→ Records for the task
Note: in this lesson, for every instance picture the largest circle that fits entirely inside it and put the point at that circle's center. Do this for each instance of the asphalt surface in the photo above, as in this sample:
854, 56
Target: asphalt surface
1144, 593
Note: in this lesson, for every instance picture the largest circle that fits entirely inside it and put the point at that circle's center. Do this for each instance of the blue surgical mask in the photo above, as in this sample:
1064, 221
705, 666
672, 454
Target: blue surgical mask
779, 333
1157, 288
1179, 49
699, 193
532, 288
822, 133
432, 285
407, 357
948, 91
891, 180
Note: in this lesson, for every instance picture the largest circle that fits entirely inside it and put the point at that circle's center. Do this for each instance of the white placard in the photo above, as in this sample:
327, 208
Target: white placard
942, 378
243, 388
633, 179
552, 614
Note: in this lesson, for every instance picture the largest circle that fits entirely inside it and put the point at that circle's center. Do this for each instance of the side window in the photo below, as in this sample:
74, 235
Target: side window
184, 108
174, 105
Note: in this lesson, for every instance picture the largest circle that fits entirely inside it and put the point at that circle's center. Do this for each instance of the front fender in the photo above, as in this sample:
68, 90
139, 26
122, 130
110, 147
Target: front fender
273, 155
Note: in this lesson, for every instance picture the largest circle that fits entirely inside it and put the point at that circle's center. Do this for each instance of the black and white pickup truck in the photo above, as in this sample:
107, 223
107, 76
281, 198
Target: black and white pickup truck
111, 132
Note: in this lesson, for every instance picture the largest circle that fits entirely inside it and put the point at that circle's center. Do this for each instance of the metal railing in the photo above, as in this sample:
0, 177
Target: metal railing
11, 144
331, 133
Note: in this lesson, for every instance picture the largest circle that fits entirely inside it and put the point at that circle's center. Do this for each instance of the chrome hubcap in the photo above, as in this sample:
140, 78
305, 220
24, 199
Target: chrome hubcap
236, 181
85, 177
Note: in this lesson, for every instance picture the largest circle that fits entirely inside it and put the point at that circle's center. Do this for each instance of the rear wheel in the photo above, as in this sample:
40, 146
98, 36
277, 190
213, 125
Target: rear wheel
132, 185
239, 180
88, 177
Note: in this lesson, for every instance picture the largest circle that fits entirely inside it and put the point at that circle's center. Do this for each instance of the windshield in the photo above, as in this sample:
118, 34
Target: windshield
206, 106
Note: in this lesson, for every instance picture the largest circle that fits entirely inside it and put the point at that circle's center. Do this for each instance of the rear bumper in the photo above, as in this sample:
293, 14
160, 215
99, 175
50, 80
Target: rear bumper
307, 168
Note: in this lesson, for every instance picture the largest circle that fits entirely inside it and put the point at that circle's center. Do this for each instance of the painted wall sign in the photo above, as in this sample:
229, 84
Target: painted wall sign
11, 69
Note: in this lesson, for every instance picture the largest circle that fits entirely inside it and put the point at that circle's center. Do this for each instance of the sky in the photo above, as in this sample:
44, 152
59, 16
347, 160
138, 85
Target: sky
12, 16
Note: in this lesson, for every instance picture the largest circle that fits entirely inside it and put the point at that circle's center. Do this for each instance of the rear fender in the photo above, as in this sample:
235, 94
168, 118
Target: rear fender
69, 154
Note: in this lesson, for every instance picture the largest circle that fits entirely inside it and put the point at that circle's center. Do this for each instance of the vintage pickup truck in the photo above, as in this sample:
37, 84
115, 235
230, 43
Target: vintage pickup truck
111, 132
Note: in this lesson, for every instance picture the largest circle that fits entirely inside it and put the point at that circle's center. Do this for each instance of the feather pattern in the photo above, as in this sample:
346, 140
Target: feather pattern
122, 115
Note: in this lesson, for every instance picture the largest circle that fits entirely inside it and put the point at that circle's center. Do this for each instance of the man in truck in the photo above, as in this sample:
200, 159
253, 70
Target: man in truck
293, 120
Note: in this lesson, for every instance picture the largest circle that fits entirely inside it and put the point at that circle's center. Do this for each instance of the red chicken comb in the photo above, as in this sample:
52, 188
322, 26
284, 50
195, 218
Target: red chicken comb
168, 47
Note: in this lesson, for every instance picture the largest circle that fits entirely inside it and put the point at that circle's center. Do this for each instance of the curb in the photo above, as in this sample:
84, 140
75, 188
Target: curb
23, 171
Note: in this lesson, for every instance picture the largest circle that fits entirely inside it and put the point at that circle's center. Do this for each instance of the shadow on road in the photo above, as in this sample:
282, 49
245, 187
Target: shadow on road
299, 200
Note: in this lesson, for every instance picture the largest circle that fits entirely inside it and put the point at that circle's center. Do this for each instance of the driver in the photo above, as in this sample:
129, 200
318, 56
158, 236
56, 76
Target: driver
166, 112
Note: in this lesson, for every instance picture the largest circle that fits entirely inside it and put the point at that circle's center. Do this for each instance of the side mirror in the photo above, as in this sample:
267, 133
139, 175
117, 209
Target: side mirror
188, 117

→ Task statement
A complete, exact copy of the material is required.

→ Finished exercise
Note: in this lesson, for every instance picture the largest circle that fits entirely inside it and put the point at that circle's center. Do this for each instance of the asphalt surface in the photo above, as in this sample:
854, 56
Target: asphalt surface
1144, 593
Note: in this lesson, for every instance picture the largest circle that fits entirely inside it and put the point at that circle's center. Do this for each instance of the blue surgical mask in the photo above, as in this sample:
1064, 221
705, 666
672, 454
Target: blue surgical mask
779, 333
1157, 288
1179, 49
699, 193
532, 288
822, 133
432, 285
407, 357
948, 91
891, 180
Note: in this lesson, for every instance picture the largest circle that fits entirely inside it and put the point at that circle's center. Do this for each instance of the white placard in the photo above, as in this sample:
327, 208
Target: white placard
942, 378
243, 388
633, 179
552, 614
Note: in this lesson, for every instance picture the largest circle that fits entirely inside it and put the point at that circle's center. Do this for each instance of the side window in the photo below, as in this sample:
74, 235
Target: side window
184, 108
174, 105
Note: in this lesson, for every instance picture the largest circle that fits entirely inside it and put the point at that circle's center. Do this for each instance of the front fender in the photo above, as in this sample:
68, 90
139, 26
122, 130
110, 147
Target: front fender
273, 155
Note: in this lesson, for every instance picture the largest circle that fits entirely inside it and put the point at that circle's center. Do this for each instance of the black and white pickup truck in the photo above, as in this sample:
107, 223
107, 76
281, 198
Target: black and white pickup truck
111, 132
Note: in this lesson, for every instance picture the largest circle that fits entirely inside it and put the point at that circle's center. Do this for each instance of the metal railing in the photo above, as in this sample:
0, 177
Target: metal railing
11, 144
331, 133
Note: in this lesson, for every instance picture the largest circle that fits entirely inside it and put the point at that circle's center. Do this for each instance of the chrome hubcap in the photo above, as in this sample:
140, 78
305, 220
24, 199
Target: chrome hubcap
236, 181
85, 177
Note: in this lesson, for every instance picture the largest circle that fits entirely inside it and put the point at that circle's center. Do this for each instance of the rear wheel in the photo above, as in this sample:
40, 146
98, 36
277, 190
213, 125
Target: rear wheel
132, 185
239, 180
88, 177
Note: in this lesson, for every instance picture the largest circle that fits entirely inside it and put the point at that circle's center. Do this for each instance of the windshield in the photo above, as in this sample:
118, 34
Target: windshield
206, 106
Note: in this lesson, for every instance picture the largest circle that fits entirely inside it and put the point at that circle's center. Do this for each instance of the rear bumper in the photo above, as in this sample:
293, 14
160, 215
99, 175
50, 80
Target: rear bumper
307, 168
Note: in this lesson, for every instance picture the largest circle that fits entirely inside it and put the point at that circle's center. Do this for each instance of the painted wall sign in the photo above, as in this sample:
229, 84
Target: painted wall sign
11, 69
Note: in this lesson, for every instance picture the largest circle that fits entirely inside it and put the point at that circle's center. Do this for each instance of the sky in the photo above, as in this sample:
44, 152
59, 16
347, 160
138, 85
Target: sky
12, 16
Note: in this lesson, for every instance picture the largest circle that fits entirely inside it and put the point at that circle's center. Do this for each instance of the rear fender in the photo above, as in this sample:
235, 94
168, 118
Target: rear fender
69, 154
Note: in this lesson, for every instance picture the largest circle that fits entirely inside it and put the point at that circle's center. Do this for each instance of the vintage pickup truck in the photo above, as in this sample:
37, 84
115, 235
230, 43
Target: vintage pickup truck
111, 132
Note: in this lesson, for every instance picture the largest circle that fits entirely inside it and put the point at that circle's center. Do this for each instance of the feather pattern in the photo above, as in this sample:
346, 140
Target: feather pattern
122, 115
Note: in this lesson, for every instance picture the largest circle that fits entirely inside it and put the point at that circle's center. Do this for each instance of the man in truck in the photo above, as in this sample:
200, 159
253, 70
Target: man in truck
293, 120
Note: in this lesson, for every instance picture the largest circle that fits entirely inside it and put the point at that circle's center. Do this for each instance of the red chicken comb in the photo above, as in this sample:
52, 188
322, 26
284, 50
195, 218
Target: red chicken comb
168, 47
Note: in this lesson, for every instance picture the largest circle that fits entirely inside it and put the point at that circle's center. Do this for each instance of the curb in the photo above, as in this sample:
84, 140
75, 188
Target: curb
23, 171
Note: in this lesson, for every instance picture the largest circle that fits entirely inside it and put the point at that circle's center. Do this for each instance of the shadow on road in the photo above, as in this sample:
282, 49
245, 187
Target: shadow on road
299, 200
Note: in this lesson, for every instance picture the largest circle that fits entirely inside it and put the point at that circle's center. Do this for each instance of the driver in the photo above, as in this sample:
129, 200
318, 56
158, 236
56, 76
Target: driver
166, 112
Note: in this lesson, for every instance picture the largest circle that fits entirely inside it and put the point at that circle's center. Do this for each instance of the side mirror in the photo above, as in this sample:
267, 133
139, 175
117, 209
Target: side mirror
188, 117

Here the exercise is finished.